[Instructions for the task]
The data must be transcribed exactly, with no line missing.

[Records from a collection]
+++++

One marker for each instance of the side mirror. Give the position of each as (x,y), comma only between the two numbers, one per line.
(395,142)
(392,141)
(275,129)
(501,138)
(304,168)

+++++

[Answer section]
One marker for each instance of the side mirror. Give the position of each as (x,y), comma only between the two numbers, one per line.
(395,142)
(392,141)
(275,129)
(501,138)
(304,168)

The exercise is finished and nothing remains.